What you will do:
The data below contains pictures, which are to be skipped; the lines starting at the line with "wing, given as one point per instance." and ending at the line with "Expected: the position of each instance of the illuminated" are to be output exactly, both ends included.
━━━ Input records ━━━
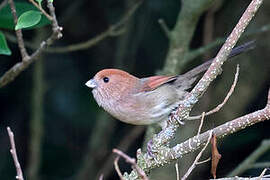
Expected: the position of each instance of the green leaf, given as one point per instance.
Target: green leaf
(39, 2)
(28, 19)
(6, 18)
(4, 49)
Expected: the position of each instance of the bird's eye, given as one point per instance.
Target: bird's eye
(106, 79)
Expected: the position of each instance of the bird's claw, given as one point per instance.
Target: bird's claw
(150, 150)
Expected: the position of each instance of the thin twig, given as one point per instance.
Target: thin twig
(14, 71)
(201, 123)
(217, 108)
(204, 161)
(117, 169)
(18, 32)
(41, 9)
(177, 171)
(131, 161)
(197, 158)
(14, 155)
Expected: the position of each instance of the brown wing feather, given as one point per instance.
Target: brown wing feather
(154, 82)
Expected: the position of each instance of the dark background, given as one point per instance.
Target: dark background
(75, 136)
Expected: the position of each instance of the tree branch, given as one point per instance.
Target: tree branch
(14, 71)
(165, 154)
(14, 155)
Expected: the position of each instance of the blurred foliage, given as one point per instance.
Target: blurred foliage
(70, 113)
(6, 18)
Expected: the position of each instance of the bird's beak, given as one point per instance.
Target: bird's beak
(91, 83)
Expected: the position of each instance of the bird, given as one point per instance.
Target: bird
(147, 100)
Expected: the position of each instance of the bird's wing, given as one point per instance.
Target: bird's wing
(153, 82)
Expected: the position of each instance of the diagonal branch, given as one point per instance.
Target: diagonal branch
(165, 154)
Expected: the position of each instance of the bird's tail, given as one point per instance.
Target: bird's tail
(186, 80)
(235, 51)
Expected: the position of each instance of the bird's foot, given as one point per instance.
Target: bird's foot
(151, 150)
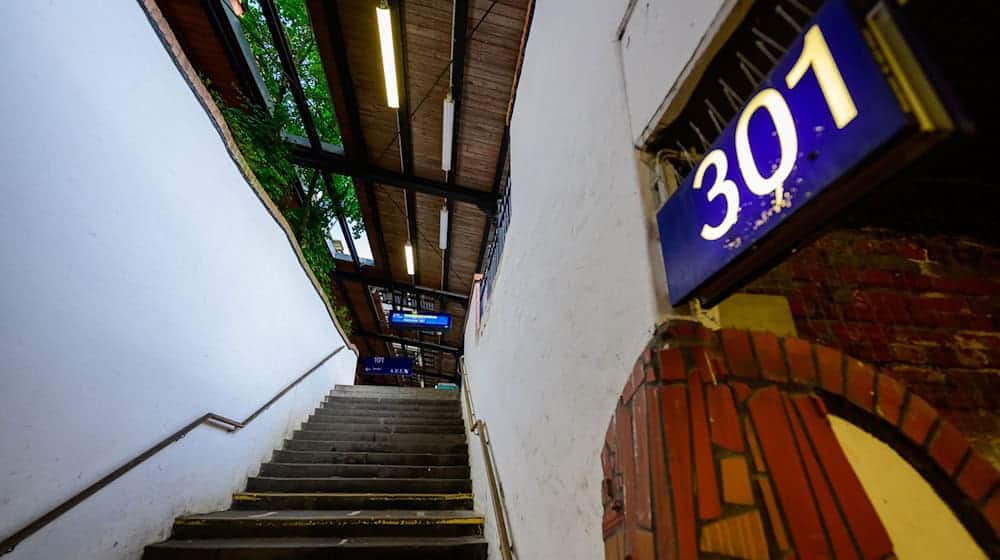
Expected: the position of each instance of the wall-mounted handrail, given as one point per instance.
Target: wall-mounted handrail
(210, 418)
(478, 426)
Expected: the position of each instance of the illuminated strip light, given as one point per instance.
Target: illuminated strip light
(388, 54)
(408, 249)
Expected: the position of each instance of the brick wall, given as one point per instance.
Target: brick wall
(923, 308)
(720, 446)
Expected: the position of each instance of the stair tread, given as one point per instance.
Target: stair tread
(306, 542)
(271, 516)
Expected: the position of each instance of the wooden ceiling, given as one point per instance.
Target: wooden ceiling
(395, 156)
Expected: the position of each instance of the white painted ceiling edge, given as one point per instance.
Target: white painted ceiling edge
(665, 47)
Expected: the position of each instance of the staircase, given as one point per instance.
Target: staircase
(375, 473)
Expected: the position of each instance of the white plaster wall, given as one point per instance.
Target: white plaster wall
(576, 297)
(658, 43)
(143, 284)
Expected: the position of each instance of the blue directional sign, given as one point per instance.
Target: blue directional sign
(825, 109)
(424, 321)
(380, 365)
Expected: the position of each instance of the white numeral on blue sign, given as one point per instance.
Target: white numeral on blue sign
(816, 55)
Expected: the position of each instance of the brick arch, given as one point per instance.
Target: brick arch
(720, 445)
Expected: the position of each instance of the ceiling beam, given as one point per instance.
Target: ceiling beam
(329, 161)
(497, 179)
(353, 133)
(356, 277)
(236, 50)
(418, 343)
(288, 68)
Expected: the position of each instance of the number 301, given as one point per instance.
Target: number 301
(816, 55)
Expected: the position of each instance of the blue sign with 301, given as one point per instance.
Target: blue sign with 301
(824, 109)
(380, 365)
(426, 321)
━━━
Completed exercise:
Expected: the position of each instance of the bird's wing, given as one point per instance.
Target: bird's wing
(153, 82)
Expected: the position of each instance of the diagonal branch, given as one point per instance.
Target: diagonal branch
(165, 154)
Expected: the position of each instance of the bird's tail, given as one point per instance.
Target: bird's tail
(186, 80)
(235, 51)
Expected: the position of each instance of the bird's foot, given as one point per instance.
Target: bird's foot
(151, 150)
Expected: the position of each instance of the wall-mounted handrail, given as one point per instance.
Target: wall-mounted handrail
(210, 418)
(478, 426)
Expected: the position of each instance of the illuminated strip light, given as one point per instance.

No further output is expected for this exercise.